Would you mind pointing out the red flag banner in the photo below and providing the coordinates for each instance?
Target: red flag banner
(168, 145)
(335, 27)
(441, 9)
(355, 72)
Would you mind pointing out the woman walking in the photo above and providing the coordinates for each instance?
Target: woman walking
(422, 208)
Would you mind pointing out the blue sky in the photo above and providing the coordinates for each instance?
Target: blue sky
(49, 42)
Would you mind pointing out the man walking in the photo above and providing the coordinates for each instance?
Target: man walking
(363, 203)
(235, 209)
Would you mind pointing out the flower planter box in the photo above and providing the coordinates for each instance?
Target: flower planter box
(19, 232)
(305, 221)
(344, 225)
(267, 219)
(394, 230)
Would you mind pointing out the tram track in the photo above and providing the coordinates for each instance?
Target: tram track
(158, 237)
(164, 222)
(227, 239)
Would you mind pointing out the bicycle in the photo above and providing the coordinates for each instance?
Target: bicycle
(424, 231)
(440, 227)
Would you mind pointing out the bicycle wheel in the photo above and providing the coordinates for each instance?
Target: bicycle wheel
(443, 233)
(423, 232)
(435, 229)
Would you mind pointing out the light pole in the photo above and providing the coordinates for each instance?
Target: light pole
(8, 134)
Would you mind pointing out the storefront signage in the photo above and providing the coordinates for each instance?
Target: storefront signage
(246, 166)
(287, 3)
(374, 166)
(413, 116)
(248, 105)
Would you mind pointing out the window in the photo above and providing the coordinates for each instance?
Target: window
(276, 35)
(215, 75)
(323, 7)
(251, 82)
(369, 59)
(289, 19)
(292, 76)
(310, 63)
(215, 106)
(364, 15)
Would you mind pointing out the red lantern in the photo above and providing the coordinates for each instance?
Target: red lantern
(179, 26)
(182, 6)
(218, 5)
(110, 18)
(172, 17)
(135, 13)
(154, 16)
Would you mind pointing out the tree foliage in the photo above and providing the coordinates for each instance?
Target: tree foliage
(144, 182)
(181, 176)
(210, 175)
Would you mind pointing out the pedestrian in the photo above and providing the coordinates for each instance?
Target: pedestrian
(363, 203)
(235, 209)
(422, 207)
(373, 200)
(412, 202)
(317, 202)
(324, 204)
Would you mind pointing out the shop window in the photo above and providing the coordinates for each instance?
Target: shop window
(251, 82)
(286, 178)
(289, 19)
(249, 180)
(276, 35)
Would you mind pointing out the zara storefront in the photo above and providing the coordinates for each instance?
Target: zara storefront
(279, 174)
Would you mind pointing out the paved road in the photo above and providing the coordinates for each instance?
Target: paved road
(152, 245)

### [Try it]
Produce an exact copy of each line from the one holding "Would you mind pointing out the zara" through the last line of the records, both included, and nothing more.

### [Exercise answer]
Would you mind pointing out the zara storefront in the photo above and providing the coordinates for each instance?
Target: zara storefront
(279, 174)
Would you mind pointing out the paved road in the photo above and providing the coordinates for each instance?
Target: paved road
(152, 245)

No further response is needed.